The problem
Beginning with the line containing "point: metal mast" and ending with the last line, repeat the records exactly.

Data extract

╭──

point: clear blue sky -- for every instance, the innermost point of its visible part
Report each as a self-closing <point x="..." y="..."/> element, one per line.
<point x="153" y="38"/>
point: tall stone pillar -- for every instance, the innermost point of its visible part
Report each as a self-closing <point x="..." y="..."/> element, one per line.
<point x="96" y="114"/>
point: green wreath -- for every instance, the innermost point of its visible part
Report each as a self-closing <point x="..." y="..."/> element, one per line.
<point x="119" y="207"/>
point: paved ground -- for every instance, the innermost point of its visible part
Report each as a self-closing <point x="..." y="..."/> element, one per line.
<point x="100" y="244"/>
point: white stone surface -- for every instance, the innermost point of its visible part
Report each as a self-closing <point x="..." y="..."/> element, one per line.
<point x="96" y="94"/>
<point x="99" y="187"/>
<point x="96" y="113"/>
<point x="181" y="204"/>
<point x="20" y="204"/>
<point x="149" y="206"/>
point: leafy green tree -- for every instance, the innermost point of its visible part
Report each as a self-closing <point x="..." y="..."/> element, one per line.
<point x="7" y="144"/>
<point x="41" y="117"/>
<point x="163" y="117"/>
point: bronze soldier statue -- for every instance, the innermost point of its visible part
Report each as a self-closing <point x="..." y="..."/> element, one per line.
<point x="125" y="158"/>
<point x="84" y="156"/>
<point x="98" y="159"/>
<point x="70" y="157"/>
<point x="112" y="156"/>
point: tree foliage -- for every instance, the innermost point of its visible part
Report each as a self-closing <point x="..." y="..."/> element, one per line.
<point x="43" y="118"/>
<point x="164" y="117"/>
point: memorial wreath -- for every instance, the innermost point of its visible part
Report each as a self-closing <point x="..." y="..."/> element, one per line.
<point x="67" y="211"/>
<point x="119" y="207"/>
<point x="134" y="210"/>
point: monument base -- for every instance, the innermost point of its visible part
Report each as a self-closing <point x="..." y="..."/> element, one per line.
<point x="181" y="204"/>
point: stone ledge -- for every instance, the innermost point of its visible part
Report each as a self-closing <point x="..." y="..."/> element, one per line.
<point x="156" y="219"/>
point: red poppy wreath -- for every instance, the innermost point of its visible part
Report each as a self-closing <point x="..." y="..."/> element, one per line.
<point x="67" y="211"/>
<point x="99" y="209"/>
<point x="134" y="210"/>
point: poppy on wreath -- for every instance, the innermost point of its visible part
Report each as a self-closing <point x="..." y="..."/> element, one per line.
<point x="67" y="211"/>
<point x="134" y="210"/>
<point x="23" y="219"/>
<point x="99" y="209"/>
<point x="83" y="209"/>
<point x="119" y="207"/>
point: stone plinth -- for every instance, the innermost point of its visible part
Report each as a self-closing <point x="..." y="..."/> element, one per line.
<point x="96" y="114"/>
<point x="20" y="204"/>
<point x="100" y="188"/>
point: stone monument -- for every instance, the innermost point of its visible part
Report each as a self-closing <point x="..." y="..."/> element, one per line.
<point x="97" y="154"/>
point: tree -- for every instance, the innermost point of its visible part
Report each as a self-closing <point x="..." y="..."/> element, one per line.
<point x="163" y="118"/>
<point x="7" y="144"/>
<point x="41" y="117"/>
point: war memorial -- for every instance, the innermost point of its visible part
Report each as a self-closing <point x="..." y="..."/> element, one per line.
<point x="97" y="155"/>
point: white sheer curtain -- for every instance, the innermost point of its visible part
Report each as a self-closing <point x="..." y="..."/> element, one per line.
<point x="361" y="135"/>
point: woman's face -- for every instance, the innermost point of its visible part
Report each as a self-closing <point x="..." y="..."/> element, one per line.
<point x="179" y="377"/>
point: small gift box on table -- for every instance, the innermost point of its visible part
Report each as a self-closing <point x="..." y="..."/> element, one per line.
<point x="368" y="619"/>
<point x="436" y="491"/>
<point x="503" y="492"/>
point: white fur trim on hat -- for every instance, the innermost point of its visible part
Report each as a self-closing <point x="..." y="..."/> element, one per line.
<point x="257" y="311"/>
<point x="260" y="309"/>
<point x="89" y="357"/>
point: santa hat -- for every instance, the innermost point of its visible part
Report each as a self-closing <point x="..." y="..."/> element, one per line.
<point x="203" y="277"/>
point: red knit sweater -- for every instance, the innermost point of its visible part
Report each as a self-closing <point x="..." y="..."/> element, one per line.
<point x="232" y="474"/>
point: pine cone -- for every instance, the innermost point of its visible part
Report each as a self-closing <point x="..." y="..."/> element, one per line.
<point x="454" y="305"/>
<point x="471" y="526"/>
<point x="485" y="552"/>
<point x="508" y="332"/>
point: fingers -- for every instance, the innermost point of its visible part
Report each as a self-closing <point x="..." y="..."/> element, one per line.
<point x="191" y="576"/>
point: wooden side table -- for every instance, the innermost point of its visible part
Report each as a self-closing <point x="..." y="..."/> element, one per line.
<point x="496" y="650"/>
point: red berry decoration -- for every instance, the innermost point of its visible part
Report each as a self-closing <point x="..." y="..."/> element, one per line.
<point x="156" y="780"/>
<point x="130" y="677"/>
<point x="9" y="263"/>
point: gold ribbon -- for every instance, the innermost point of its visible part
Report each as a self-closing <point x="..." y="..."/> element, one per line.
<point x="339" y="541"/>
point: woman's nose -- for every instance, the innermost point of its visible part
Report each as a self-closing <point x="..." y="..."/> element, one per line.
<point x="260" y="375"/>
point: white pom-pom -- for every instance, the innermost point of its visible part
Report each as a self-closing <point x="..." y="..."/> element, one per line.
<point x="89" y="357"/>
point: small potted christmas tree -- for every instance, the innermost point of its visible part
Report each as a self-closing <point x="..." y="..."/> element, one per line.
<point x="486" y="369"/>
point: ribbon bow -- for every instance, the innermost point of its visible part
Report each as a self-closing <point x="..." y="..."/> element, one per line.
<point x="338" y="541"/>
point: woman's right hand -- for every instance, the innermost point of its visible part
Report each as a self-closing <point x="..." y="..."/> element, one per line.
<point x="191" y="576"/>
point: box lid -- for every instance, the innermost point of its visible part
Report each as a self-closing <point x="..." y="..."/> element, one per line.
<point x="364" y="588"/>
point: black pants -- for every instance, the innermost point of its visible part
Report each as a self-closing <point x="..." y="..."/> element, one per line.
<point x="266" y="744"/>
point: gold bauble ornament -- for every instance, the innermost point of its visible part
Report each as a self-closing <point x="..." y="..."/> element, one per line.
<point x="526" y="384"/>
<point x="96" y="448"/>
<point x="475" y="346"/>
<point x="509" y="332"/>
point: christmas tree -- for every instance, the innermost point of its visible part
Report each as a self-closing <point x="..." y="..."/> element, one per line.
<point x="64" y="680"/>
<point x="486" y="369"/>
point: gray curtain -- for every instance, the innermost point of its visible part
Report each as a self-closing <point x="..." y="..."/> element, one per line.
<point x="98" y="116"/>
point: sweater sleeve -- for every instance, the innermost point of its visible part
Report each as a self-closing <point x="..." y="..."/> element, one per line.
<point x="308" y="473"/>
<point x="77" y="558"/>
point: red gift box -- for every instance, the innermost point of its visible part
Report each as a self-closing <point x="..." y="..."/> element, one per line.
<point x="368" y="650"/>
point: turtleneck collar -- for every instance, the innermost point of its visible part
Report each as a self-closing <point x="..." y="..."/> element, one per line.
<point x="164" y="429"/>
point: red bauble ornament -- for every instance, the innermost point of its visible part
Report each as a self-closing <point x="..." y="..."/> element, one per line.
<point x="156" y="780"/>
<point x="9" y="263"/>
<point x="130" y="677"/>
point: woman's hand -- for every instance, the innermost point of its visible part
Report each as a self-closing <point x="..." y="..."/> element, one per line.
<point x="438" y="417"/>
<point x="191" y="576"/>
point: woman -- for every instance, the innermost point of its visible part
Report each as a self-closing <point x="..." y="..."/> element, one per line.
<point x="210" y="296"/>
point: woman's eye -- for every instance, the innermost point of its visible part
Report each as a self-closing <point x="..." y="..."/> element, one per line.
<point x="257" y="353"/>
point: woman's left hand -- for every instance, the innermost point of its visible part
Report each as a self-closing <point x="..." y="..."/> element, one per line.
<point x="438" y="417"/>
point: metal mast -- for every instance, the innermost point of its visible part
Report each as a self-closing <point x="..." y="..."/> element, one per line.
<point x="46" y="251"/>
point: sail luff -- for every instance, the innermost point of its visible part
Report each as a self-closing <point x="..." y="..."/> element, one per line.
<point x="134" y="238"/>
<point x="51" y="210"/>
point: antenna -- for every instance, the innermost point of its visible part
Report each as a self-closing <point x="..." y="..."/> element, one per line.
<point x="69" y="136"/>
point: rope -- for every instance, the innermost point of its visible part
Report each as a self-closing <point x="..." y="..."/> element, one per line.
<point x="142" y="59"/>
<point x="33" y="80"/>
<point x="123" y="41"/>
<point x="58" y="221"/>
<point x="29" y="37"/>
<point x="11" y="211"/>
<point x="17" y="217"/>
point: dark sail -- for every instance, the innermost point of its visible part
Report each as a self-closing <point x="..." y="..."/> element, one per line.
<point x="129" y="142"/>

╰──

Answer to this problem
point: metal mast -- for every instance, the innermost point of its visible part
Report each as a self-closing <point x="..." y="..."/> element, one per line.
<point x="46" y="251"/>
point: sail luff -- for every instance, the innermost point of its visible part
Report each as a self-closing <point x="..." y="..."/> element, one per line.
<point x="134" y="238"/>
<point x="51" y="210"/>
point: antenna -- for every instance, the innermost point of its visible part
Report each as a self-closing <point x="..." y="..."/> element, one per line.
<point x="69" y="136"/>
point: rope -- for every instance, the innermost point of its visible part
Report each as a self-closing <point x="..." y="..."/> element, one per line.
<point x="142" y="59"/>
<point x="33" y="80"/>
<point x="123" y="41"/>
<point x="58" y="221"/>
<point x="29" y="37"/>
<point x="11" y="211"/>
<point x="17" y="217"/>
point: dark sail -- for every instance, the innermost point of its visible part
Report each as a self-closing <point x="..." y="..."/> element, one per line.
<point x="129" y="142"/>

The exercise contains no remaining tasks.